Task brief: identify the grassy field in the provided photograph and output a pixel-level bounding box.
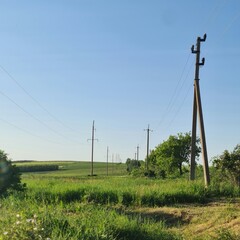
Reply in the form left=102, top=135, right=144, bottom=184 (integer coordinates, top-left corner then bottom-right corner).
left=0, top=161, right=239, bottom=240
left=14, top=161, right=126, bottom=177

____________

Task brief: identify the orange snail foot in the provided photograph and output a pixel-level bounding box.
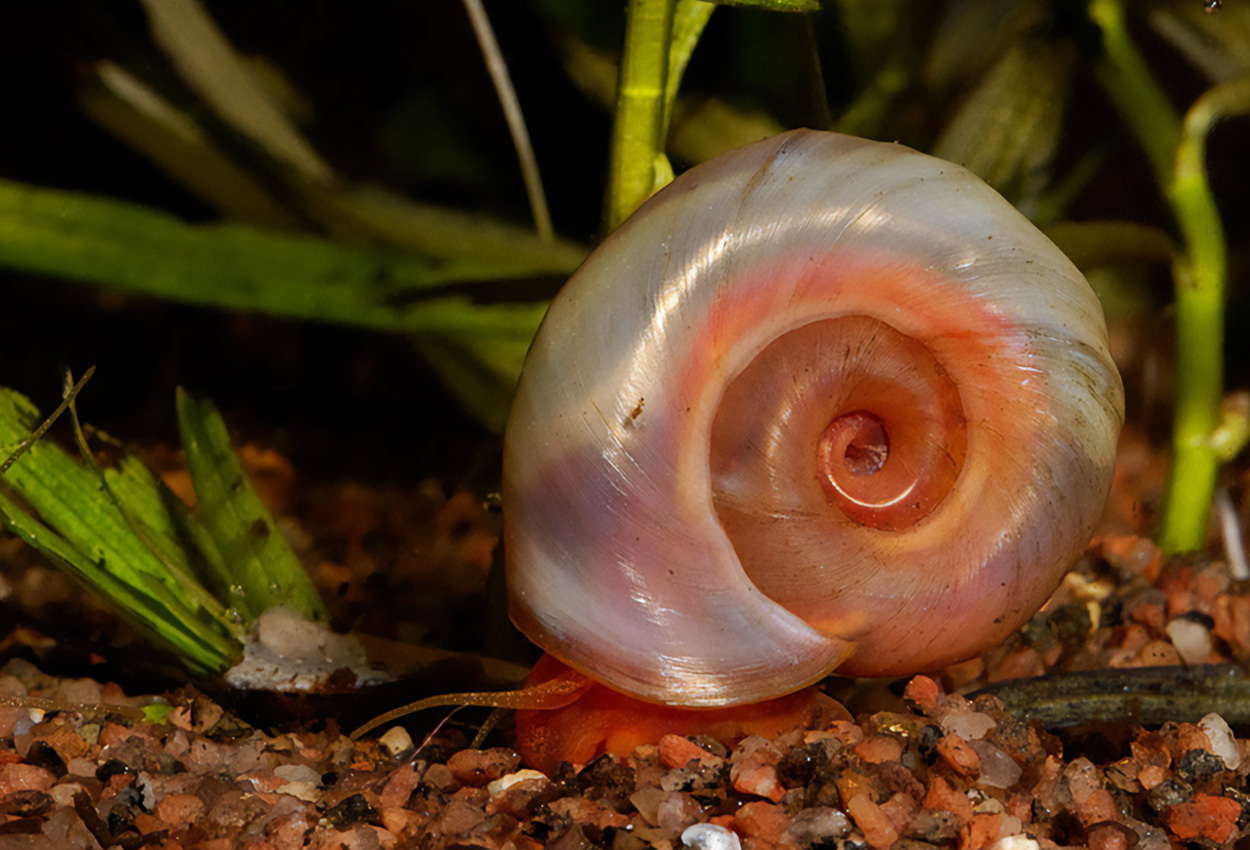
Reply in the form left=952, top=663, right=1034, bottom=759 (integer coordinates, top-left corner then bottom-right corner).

____________

What this task involves — Pick out every line above that holds the word "output" and copy it.

Answer to this problem —
Task brief: identify the grassy field in the provided photograph and output a pixel-level bounding box.
Task brief: identify the orange snail foot in the provided photograph and output a pixel-level bounding box.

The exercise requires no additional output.